PROBLEM DETAILS
Gather every line of the records that contains the word "wing", and copy each one in full.

===

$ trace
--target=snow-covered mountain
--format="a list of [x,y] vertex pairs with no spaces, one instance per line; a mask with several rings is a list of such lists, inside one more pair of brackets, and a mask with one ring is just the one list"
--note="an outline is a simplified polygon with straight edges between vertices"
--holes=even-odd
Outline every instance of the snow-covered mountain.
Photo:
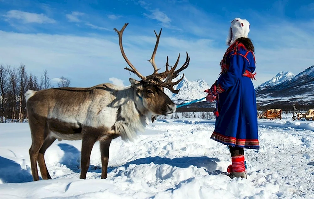
[[290,72],[284,72],[281,71],[271,79],[261,84],[258,86],[258,88],[261,88],[273,86],[293,78],[295,76]]
[[[172,80],[172,82],[179,80],[182,78],[182,75],[178,76]],[[185,76],[183,80],[174,86],[173,88],[176,90],[180,89],[178,93],[173,93],[166,88],[165,89],[165,92],[171,99],[187,101],[198,99],[206,97],[207,93],[204,91],[210,88],[210,86],[203,79],[189,81]]]
[[257,99],[291,101],[314,100],[314,65],[294,77],[274,86],[256,90]]

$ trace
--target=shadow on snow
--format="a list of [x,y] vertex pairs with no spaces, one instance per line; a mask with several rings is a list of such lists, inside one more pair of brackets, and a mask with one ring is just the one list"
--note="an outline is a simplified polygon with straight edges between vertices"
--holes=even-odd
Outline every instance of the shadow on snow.
[[[68,144],[59,144],[58,146],[64,152],[64,155],[60,162],[60,163],[66,165],[73,172],[80,173],[80,152],[73,146]],[[173,159],[162,158],[159,156],[149,157],[132,160],[118,167],[108,167],[108,172],[111,172],[113,169],[120,167],[127,168],[130,164],[139,165],[144,164],[149,164],[152,163],[155,164],[165,164],[179,168],[187,168],[191,166],[193,166],[198,168],[204,169],[209,175],[217,175],[224,173],[216,169],[217,167],[217,162],[220,161],[220,160],[218,159],[210,158],[206,156],[183,157]],[[89,168],[88,172],[101,173],[101,165],[96,166],[90,165]]]
[[18,183],[33,181],[30,169],[23,169],[16,162],[0,156],[0,180],[2,182]]

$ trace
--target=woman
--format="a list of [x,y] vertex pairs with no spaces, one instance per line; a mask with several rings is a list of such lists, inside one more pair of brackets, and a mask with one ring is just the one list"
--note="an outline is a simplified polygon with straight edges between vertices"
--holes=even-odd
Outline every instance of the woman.
[[244,148],[259,149],[255,91],[251,79],[255,69],[254,47],[247,36],[250,24],[236,18],[231,22],[227,49],[220,63],[220,75],[206,100],[216,102],[215,130],[211,138],[227,145],[232,164],[229,176],[246,178]]

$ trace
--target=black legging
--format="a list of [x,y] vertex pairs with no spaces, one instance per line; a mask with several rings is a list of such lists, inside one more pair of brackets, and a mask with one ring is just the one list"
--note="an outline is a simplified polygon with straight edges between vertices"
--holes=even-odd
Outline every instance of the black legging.
[[230,150],[231,157],[244,155],[244,150],[243,148],[233,147],[230,146],[228,146],[228,147]]

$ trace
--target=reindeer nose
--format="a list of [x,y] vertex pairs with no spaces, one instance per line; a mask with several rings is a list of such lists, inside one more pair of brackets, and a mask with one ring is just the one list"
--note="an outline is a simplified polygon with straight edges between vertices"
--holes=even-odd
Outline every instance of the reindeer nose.
[[169,112],[172,112],[173,110],[173,107],[170,104],[167,104],[167,107],[168,108],[168,110],[169,110]]

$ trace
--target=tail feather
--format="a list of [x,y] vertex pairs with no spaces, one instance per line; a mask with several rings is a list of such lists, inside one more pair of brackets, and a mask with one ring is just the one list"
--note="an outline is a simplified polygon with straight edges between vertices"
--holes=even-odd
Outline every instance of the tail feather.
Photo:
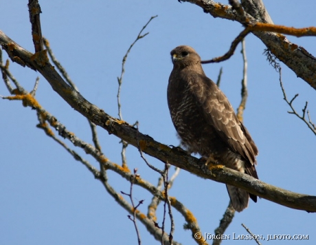
[[248,206],[249,200],[248,192],[229,184],[226,184],[226,187],[227,188],[232,204],[236,211],[241,212]]

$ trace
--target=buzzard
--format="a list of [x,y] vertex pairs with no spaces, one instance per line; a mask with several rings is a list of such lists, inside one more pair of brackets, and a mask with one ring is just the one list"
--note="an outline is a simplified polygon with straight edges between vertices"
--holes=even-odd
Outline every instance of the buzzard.
[[[168,85],[168,104],[181,145],[227,167],[258,179],[257,147],[235,114],[225,94],[204,73],[201,58],[189,46],[171,51],[173,70]],[[240,212],[249,198],[257,196],[226,185],[232,204]]]

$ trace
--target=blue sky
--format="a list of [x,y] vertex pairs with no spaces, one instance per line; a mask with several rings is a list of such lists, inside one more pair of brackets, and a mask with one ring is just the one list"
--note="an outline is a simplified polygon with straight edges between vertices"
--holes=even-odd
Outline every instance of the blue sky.
[[[227,1],[222,1],[227,4]],[[316,3],[306,0],[264,1],[276,24],[297,28],[316,25]],[[0,30],[22,47],[33,52],[27,1],[1,3]],[[223,55],[242,30],[238,22],[204,14],[202,10],[176,0],[161,1],[40,1],[42,32],[49,39],[56,56],[67,69],[80,93],[90,102],[117,116],[117,77],[122,58],[139,31],[150,17],[158,15],[146,29],[150,34],[131,52],[122,89],[123,118],[139,130],[166,145],[179,140],[171,122],[166,87],[172,63],[170,51],[189,45],[203,59]],[[306,7],[308,6],[308,8]],[[288,36],[314,56],[315,37]],[[262,54],[264,46],[253,35],[246,39],[248,58],[249,98],[244,123],[260,151],[257,171],[267,183],[290,191],[315,195],[315,136],[297,118],[289,114],[282,99],[279,74]],[[216,80],[223,69],[221,89],[237,108],[240,100],[242,60],[238,46],[234,56],[219,64],[204,65],[207,75]],[[5,58],[6,56],[5,55]],[[294,103],[301,111],[308,101],[316,122],[315,90],[285,65],[282,80],[287,95],[300,96]],[[38,73],[16,64],[10,70],[21,84],[32,90],[37,76],[36,98],[67,129],[91,142],[87,120],[66,104]],[[0,95],[8,96],[3,83]],[[63,149],[48,138],[38,123],[36,112],[21,102],[0,100],[0,243],[2,244],[137,244],[128,213],[105,191],[101,184]],[[104,154],[120,163],[120,140],[98,128]],[[89,156],[82,156],[98,166]],[[137,150],[127,149],[128,164],[137,167],[144,179],[153,184],[159,175],[148,169]],[[155,166],[163,164],[147,157]],[[117,191],[128,191],[120,176],[109,173],[109,182]],[[201,231],[214,233],[229,202],[224,184],[203,180],[181,171],[170,195],[176,196],[196,217]],[[134,189],[136,200],[146,213],[148,193]],[[162,209],[158,209],[158,222]],[[183,229],[185,220],[174,211],[174,239],[193,244],[191,234]],[[254,234],[309,235],[309,240],[277,240],[270,243],[315,244],[315,214],[288,209],[261,199],[250,202],[247,209],[236,213],[225,234],[247,234],[245,224]],[[159,244],[139,223],[144,244]],[[223,244],[254,244],[253,241],[227,240]],[[212,243],[212,241],[210,241]],[[262,244],[269,242],[262,241]]]

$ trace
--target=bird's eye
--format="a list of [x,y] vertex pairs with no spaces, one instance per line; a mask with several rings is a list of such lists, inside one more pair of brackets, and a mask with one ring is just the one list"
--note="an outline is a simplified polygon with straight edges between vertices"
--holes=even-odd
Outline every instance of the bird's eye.
[[188,56],[188,54],[189,54],[189,52],[186,52],[186,51],[181,52],[181,55],[182,55],[183,57],[185,57],[186,56]]

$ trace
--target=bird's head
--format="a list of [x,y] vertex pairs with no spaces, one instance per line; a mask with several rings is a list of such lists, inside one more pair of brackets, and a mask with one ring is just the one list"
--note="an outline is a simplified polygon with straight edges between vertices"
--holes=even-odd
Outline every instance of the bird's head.
[[190,46],[178,46],[171,51],[170,54],[174,67],[183,68],[198,64],[201,65],[201,57]]

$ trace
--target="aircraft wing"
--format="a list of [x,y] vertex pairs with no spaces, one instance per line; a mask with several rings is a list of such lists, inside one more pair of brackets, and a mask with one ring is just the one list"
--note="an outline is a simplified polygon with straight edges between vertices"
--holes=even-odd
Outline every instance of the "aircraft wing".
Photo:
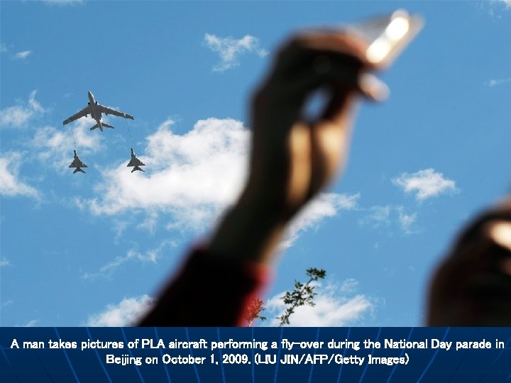
[[84,164],[79,160],[75,159],[75,160],[73,160],[73,162],[71,162],[70,167],[89,167],[87,165],[86,165],[85,164]]
[[65,125],[66,123],[69,123],[71,121],[74,121],[75,120],[77,120],[78,118],[81,117],[86,117],[87,114],[90,114],[90,106],[87,105],[85,106],[83,109],[82,109],[78,113],[73,114],[71,117],[67,118],[67,120],[64,120],[62,121],[62,125]]
[[115,109],[111,109],[110,108],[107,108],[106,106],[104,106],[101,104],[98,104],[97,106],[99,108],[101,112],[104,113],[105,114],[113,114],[114,116],[117,116],[118,117],[123,117],[124,118],[129,118],[130,120],[135,119],[133,116],[126,114],[126,113],[120,112],[119,111],[116,111]]
[[145,166],[142,161],[138,158],[131,159],[126,166]]

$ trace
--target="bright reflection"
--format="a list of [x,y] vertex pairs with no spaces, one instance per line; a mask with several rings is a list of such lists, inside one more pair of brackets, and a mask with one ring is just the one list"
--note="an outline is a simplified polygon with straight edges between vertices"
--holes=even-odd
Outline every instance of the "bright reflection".
[[499,221],[490,223],[488,233],[496,243],[511,251],[511,223]]
[[408,19],[402,16],[398,16],[388,25],[387,29],[385,29],[385,35],[390,40],[397,41],[407,34],[408,29],[410,29]]
[[[402,14],[402,13],[401,13]],[[385,31],[377,38],[366,52],[368,60],[373,63],[383,61],[410,30],[410,21],[405,16],[396,16],[385,28]]]

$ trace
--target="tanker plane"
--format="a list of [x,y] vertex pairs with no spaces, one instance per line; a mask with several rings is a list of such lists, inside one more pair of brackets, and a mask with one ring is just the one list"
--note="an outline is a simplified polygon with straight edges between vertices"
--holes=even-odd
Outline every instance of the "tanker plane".
[[112,129],[114,128],[111,125],[105,123],[101,121],[101,113],[104,113],[106,116],[108,116],[109,114],[113,114],[114,116],[123,117],[124,118],[129,118],[130,120],[135,119],[133,118],[133,116],[126,114],[126,113],[123,113],[119,111],[116,111],[115,109],[111,109],[110,108],[107,108],[106,106],[104,106],[101,104],[98,104],[98,101],[97,101],[94,98],[94,94],[92,94],[90,91],[88,93],[88,96],[89,103],[87,104],[87,106],[85,106],[78,113],[73,114],[69,118],[64,120],[62,121],[62,125],[69,123],[71,121],[74,121],[75,120],[77,120],[78,118],[80,118],[82,117],[87,117],[90,114],[91,117],[96,120],[96,122],[97,123],[92,128],[91,128],[91,131],[94,131],[97,128],[99,128],[99,130],[102,132],[104,127],[111,128]]

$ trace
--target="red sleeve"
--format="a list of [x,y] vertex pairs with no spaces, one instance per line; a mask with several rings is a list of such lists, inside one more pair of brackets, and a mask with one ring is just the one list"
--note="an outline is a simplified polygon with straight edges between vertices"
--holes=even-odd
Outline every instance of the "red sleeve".
[[246,307],[269,274],[268,266],[196,250],[138,326],[246,326]]

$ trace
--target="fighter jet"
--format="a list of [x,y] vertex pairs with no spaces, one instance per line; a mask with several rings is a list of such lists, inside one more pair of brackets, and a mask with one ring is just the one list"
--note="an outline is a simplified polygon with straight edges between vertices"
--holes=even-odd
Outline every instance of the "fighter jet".
[[84,173],[82,168],[82,167],[87,167],[87,165],[84,164],[79,158],[78,158],[78,155],[76,153],[76,150],[73,150],[75,152],[75,159],[73,160],[73,162],[71,162],[71,165],[70,165],[70,167],[76,167],[75,171],[73,172],[73,174],[75,173],[77,173],[78,172],[82,172],[82,173]]
[[145,172],[145,171],[143,169],[142,169],[141,167],[140,167],[141,166],[145,166],[145,164],[144,164],[142,161],[141,161],[140,160],[138,160],[138,159],[136,157],[136,155],[135,154],[135,152],[133,152],[133,148],[131,148],[131,160],[130,160],[129,162],[128,162],[128,165],[127,165],[126,166],[127,166],[127,167],[128,167],[128,166],[134,167],[131,170],[131,172],[132,172],[132,173],[133,173],[135,170],[141,170],[141,171],[143,172],[144,173]]
[[113,114],[114,116],[123,117],[124,118],[129,118],[130,120],[135,119],[133,118],[133,116],[130,116],[129,114],[126,114],[126,113],[116,111],[114,109],[111,109],[110,108],[104,106],[101,104],[98,104],[98,102],[94,98],[94,94],[92,94],[90,91],[88,93],[88,95],[89,104],[87,104],[87,106],[78,113],[73,114],[69,118],[64,120],[62,121],[62,125],[65,125],[66,123],[69,123],[71,121],[77,120],[81,117],[87,117],[88,115],[90,114],[91,117],[96,120],[96,122],[97,123],[92,128],[91,128],[91,131],[94,131],[96,128],[99,128],[99,130],[102,132],[104,126],[106,128],[111,128],[112,129],[114,128],[111,125],[105,123],[101,121],[102,113],[104,113],[106,116],[108,116],[109,114]]

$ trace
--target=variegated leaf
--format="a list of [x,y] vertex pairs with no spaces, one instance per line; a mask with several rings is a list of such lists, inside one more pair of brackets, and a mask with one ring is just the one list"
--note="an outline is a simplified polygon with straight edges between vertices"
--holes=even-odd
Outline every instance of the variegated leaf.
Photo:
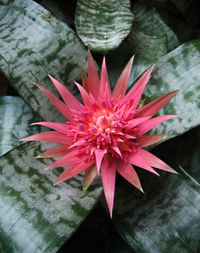
[[64,120],[33,82],[56,93],[50,74],[76,92],[87,50],[74,31],[34,1],[1,0],[0,37],[1,70],[11,85],[44,119]]
[[81,197],[82,176],[53,186],[50,159],[34,159],[47,145],[26,143],[0,158],[0,251],[54,253],[86,218],[101,194]]
[[20,97],[0,97],[0,156],[21,145],[20,138],[42,131],[42,127],[29,124],[39,117]]
[[131,30],[133,14],[129,0],[78,0],[76,30],[92,51],[116,49]]

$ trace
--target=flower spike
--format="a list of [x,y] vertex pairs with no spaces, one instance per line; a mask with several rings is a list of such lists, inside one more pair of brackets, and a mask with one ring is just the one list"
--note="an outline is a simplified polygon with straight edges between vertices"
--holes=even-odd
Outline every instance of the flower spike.
[[151,103],[138,108],[142,93],[150,79],[149,68],[126,94],[133,58],[128,62],[111,93],[105,57],[100,80],[94,60],[88,52],[88,77],[82,74],[82,86],[78,87],[83,104],[67,88],[49,76],[64,102],[44,87],[38,88],[50,99],[68,121],[37,122],[53,129],[23,138],[23,141],[47,141],[58,146],[48,149],[36,158],[59,157],[45,170],[68,166],[55,184],[61,183],[85,171],[82,196],[95,177],[101,176],[105,199],[112,217],[116,172],[143,192],[140,179],[133,166],[159,176],[154,169],[176,173],[169,165],[144,148],[162,141],[165,136],[147,135],[148,131],[176,115],[154,115],[177,93],[170,92]]

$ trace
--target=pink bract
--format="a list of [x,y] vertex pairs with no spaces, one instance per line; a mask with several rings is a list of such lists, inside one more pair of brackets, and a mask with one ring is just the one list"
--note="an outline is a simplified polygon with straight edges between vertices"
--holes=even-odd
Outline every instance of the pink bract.
[[44,87],[37,86],[51,100],[66,118],[66,123],[37,122],[53,129],[34,134],[22,140],[58,143],[38,157],[60,157],[46,170],[68,166],[56,180],[56,184],[85,171],[83,192],[87,190],[96,175],[101,175],[104,194],[112,217],[116,172],[142,191],[139,177],[132,165],[139,166],[156,175],[153,169],[176,173],[159,158],[144,150],[163,139],[162,135],[146,135],[162,122],[177,117],[154,115],[177,93],[170,92],[149,104],[138,108],[143,90],[151,76],[149,68],[126,94],[132,69],[131,59],[111,92],[105,58],[99,80],[93,58],[88,53],[88,77],[83,76],[83,86],[75,82],[83,104],[65,86],[49,76],[63,101]]

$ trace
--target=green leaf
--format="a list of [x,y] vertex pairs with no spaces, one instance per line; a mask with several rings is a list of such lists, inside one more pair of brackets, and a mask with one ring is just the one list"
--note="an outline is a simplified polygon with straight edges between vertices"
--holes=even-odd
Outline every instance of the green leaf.
[[0,97],[0,156],[21,144],[20,138],[42,131],[29,124],[39,117],[19,97]]
[[146,175],[145,194],[132,186],[116,193],[113,221],[136,252],[198,252],[200,185],[185,175]]
[[131,32],[117,51],[106,58],[112,86],[122,71],[123,65],[135,55],[129,84],[132,84],[148,67],[161,56],[178,46],[174,32],[165,24],[155,8],[134,4],[135,16]]
[[78,0],[76,31],[92,51],[116,49],[131,30],[133,15],[129,0]]
[[26,143],[0,158],[1,252],[57,252],[102,192],[94,185],[82,198],[81,175],[53,186],[58,170],[33,160],[46,148]]
[[0,17],[1,70],[40,116],[63,121],[32,82],[56,93],[50,74],[76,93],[73,80],[81,78],[81,67],[87,68],[87,50],[71,28],[34,1],[0,0]]
[[70,27],[74,27],[76,0],[43,0],[40,2],[40,4],[45,9],[49,10],[56,18],[65,22]]
[[155,148],[172,167],[180,165],[200,183],[200,126]]
[[133,80],[136,80],[161,56],[176,48],[179,42],[155,8],[135,4],[133,14],[135,23],[129,39],[135,53]]
[[178,94],[160,110],[160,114],[177,114],[180,117],[162,123],[151,133],[174,137],[199,125],[199,68],[200,40],[181,45],[156,63],[145,94],[154,100],[179,89]]

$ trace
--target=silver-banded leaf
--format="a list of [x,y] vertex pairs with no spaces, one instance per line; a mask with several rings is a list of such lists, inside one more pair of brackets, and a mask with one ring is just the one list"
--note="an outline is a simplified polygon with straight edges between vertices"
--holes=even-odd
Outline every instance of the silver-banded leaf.
[[64,120],[32,82],[56,93],[50,74],[76,92],[87,50],[74,31],[34,1],[0,0],[0,37],[0,66],[11,85],[44,119]]
[[116,192],[113,221],[141,253],[195,252],[200,247],[200,185],[184,175],[142,178],[145,194],[126,184]]
[[74,26],[74,11],[76,1],[62,1],[62,0],[43,0],[40,4],[49,10],[56,18],[65,22],[70,27]]
[[136,80],[161,56],[175,49],[179,42],[155,8],[135,4],[132,11],[135,23],[128,38],[134,48],[133,80]]
[[138,169],[144,195],[128,183],[119,187],[114,222],[136,252],[199,251],[199,130],[197,127],[154,149],[179,175],[163,172],[156,177]]
[[111,52],[108,62],[109,77],[114,87],[123,65],[135,55],[131,85],[159,57],[178,46],[175,33],[166,25],[155,8],[134,4],[132,8],[134,24],[131,32],[117,49]]
[[21,145],[20,138],[42,131],[30,124],[39,117],[20,97],[0,97],[0,156]]
[[102,192],[96,185],[82,198],[81,175],[53,186],[50,159],[33,160],[46,147],[26,143],[0,158],[1,252],[57,252]]
[[162,123],[151,133],[170,137],[180,135],[200,124],[200,40],[182,44],[156,63],[145,94],[154,100],[168,92],[178,94],[160,110],[179,118]]
[[116,49],[131,30],[133,14],[129,0],[78,0],[76,31],[92,51]]

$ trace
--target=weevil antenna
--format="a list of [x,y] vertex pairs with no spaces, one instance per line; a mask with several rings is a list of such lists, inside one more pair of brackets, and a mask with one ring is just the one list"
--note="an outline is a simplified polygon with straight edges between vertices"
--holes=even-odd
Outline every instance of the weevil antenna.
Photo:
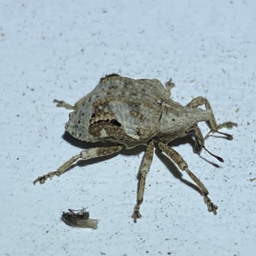
[[204,148],[204,149],[206,152],[207,152],[211,156],[212,156],[213,157],[214,157],[215,158],[216,158],[218,160],[219,160],[220,162],[224,163],[224,160],[223,160],[221,157],[220,157],[220,156],[218,156],[214,155],[214,154],[210,152],[210,151],[209,151],[208,149],[207,149],[207,148],[205,148],[205,147],[204,147],[204,145],[203,145],[203,148]]

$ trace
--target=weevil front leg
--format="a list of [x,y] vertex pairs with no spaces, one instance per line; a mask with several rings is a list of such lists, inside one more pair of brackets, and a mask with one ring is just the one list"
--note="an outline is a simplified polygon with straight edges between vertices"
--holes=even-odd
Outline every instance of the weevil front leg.
[[79,159],[82,160],[89,160],[100,156],[112,155],[113,154],[120,151],[123,147],[123,145],[118,145],[109,147],[92,148],[83,150],[79,154],[71,157],[68,161],[58,168],[56,171],[51,172],[43,176],[38,177],[33,181],[33,183],[35,185],[38,182],[39,182],[40,184],[44,184],[49,178],[51,179],[55,175],[60,176]]
[[186,134],[193,135],[195,137],[194,153],[199,154],[204,145],[204,139],[199,127],[195,125],[189,130],[186,131]]
[[211,199],[208,197],[209,192],[203,183],[199,180],[197,177],[188,168],[188,164],[182,159],[181,156],[174,149],[170,148],[167,145],[159,143],[159,148],[165,153],[182,170],[185,171],[190,178],[195,182],[200,190],[202,195],[204,196],[204,203],[206,204],[209,212],[212,212],[214,215],[217,214],[216,210],[218,209],[217,205],[213,204]]
[[154,143],[151,141],[148,144],[142,159],[141,165],[140,167],[140,173],[141,174],[141,177],[138,189],[137,203],[134,206],[132,215],[132,218],[135,223],[137,221],[137,219],[140,219],[141,218],[141,214],[140,212],[140,205],[143,202],[146,176],[148,173],[149,168],[150,168],[150,165],[153,159],[153,153]]
[[[211,107],[210,102],[207,99],[204,98],[202,96],[199,96],[195,99],[193,99],[186,106],[188,108],[196,108],[202,105],[205,105],[206,109],[211,111],[211,117],[209,120],[209,122],[210,122],[211,129],[209,134],[211,132],[218,132],[221,134],[225,135],[228,140],[232,140],[233,136],[232,135],[228,134],[227,133],[220,132],[218,131],[218,130],[221,129],[221,128],[232,129],[233,127],[237,127],[237,124],[233,123],[232,122],[226,122],[225,123],[217,125],[214,116],[212,113],[212,108]],[[205,137],[207,137],[207,136]]]

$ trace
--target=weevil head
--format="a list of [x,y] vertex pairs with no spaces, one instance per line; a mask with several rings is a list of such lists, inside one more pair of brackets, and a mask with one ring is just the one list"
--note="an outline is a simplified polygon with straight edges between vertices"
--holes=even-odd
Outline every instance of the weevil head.
[[211,112],[198,108],[183,106],[179,103],[163,104],[160,119],[159,140],[168,143],[184,137],[186,132],[197,123],[209,120]]

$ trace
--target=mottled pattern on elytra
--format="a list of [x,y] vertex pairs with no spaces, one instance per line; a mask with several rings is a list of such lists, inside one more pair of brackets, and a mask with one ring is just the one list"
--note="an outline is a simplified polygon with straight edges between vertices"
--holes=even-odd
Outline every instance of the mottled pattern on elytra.
[[157,79],[118,76],[100,79],[75,104],[66,130],[92,142],[116,142],[131,148],[163,137],[163,142],[186,135],[185,131],[209,119],[208,110],[186,108],[170,98]]

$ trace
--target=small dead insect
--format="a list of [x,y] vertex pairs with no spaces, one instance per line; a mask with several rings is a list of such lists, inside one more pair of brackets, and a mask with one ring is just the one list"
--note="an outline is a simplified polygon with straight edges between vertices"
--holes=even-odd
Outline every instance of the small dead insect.
[[[208,211],[216,214],[218,207],[208,197],[209,192],[203,183],[188,168],[180,155],[168,146],[177,138],[194,136],[194,152],[202,148],[221,162],[222,158],[209,152],[204,140],[209,133],[218,132],[228,140],[233,137],[219,132],[221,128],[232,129],[236,123],[227,122],[217,125],[210,103],[203,97],[193,99],[186,106],[170,99],[174,84],[170,79],[165,87],[157,79],[132,79],[113,74],[101,78],[95,88],[74,106],[54,100],[57,106],[72,109],[65,129],[74,138],[85,141],[116,143],[116,146],[92,148],[82,151],[65,163],[56,172],[38,177],[34,184],[43,184],[48,178],[60,176],[78,159],[88,160],[111,155],[139,145],[147,146],[140,168],[140,180],[132,218],[134,222],[141,218],[140,205],[143,200],[146,176],[152,163],[154,143],[179,168],[185,171],[199,188]],[[204,105],[206,109],[197,108]],[[209,122],[211,131],[204,138],[197,125],[199,122]]]
[[93,229],[98,227],[98,221],[89,219],[89,212],[84,208],[80,210],[68,210],[68,212],[63,212],[61,220],[68,226]]

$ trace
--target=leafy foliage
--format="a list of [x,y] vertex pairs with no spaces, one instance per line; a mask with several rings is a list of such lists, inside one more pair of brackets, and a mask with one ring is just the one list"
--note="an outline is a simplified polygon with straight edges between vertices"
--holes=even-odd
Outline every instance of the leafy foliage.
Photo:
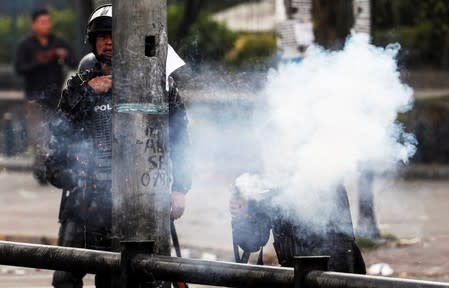
[[[76,47],[77,23],[76,14],[73,10],[49,10],[53,20],[53,31],[63,37],[72,47]],[[12,55],[17,41],[31,34],[31,18],[28,15],[17,17],[17,34],[12,33],[12,18],[10,16],[0,17],[0,63],[11,63]]]

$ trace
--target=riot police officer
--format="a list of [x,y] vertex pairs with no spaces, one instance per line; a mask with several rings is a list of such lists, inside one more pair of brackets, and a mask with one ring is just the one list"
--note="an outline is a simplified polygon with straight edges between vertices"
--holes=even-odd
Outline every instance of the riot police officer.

===

WRITTEN RESPONSE
--target="aircraft wing"
Outline every instance of the "aircraft wing".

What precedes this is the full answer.